_PROBLEM:_
Find how many lines of the listing include the string "drop", and report only that figure.

_THE DATA:_

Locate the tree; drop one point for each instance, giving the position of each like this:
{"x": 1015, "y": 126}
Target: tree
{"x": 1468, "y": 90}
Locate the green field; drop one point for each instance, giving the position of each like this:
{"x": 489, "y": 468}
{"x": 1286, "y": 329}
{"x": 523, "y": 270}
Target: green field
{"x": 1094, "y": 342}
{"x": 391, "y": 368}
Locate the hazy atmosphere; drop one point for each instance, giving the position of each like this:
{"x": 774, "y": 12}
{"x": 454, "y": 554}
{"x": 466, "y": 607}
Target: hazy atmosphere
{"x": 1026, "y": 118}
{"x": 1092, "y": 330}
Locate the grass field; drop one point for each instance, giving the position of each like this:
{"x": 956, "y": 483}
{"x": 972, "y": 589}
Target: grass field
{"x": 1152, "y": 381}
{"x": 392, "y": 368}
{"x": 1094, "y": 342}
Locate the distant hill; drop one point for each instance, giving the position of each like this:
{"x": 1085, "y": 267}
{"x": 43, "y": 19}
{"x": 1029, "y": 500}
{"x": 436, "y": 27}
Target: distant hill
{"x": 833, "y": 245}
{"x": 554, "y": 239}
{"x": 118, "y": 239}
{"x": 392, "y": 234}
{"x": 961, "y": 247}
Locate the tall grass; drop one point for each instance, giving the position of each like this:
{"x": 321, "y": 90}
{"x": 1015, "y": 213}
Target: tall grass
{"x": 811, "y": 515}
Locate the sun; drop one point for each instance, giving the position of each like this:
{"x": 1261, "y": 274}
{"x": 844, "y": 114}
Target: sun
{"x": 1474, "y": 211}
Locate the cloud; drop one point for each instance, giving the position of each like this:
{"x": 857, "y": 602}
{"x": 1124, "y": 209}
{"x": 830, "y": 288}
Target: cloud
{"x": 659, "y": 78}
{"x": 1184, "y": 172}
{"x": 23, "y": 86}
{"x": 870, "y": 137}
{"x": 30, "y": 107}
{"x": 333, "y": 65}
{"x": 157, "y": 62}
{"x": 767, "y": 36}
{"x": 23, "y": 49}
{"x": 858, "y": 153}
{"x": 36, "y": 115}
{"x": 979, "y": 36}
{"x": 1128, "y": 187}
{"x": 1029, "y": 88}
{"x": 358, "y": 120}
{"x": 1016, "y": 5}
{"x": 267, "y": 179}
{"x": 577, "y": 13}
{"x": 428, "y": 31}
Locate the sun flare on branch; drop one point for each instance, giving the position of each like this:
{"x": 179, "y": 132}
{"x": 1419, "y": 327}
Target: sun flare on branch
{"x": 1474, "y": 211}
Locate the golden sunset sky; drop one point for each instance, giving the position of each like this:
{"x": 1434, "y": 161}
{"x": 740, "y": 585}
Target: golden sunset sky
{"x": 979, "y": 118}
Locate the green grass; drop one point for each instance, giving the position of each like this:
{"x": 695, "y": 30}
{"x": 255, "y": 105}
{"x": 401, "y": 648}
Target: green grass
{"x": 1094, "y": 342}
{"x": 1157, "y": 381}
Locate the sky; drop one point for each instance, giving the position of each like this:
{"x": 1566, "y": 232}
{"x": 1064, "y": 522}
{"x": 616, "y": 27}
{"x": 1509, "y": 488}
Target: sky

_RESPONSE:_
12